▶ **Exercise directions**: A complete response lists each line of the data below that includes the word "roof".

▶ **Data**:
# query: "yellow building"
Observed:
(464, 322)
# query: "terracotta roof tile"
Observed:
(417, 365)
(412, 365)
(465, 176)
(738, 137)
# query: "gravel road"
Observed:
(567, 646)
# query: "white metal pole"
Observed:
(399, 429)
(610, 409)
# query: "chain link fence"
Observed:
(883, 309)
==
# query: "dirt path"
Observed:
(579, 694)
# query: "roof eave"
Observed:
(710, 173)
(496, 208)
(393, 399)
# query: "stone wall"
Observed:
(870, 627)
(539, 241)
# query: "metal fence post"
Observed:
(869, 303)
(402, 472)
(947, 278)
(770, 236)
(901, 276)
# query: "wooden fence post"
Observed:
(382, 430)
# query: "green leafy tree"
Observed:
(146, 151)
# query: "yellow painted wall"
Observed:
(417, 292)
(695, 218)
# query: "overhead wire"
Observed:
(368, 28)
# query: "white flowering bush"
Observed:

▶ **Response below**:
# query: "terracotta roof tile"
# query: "roof eave"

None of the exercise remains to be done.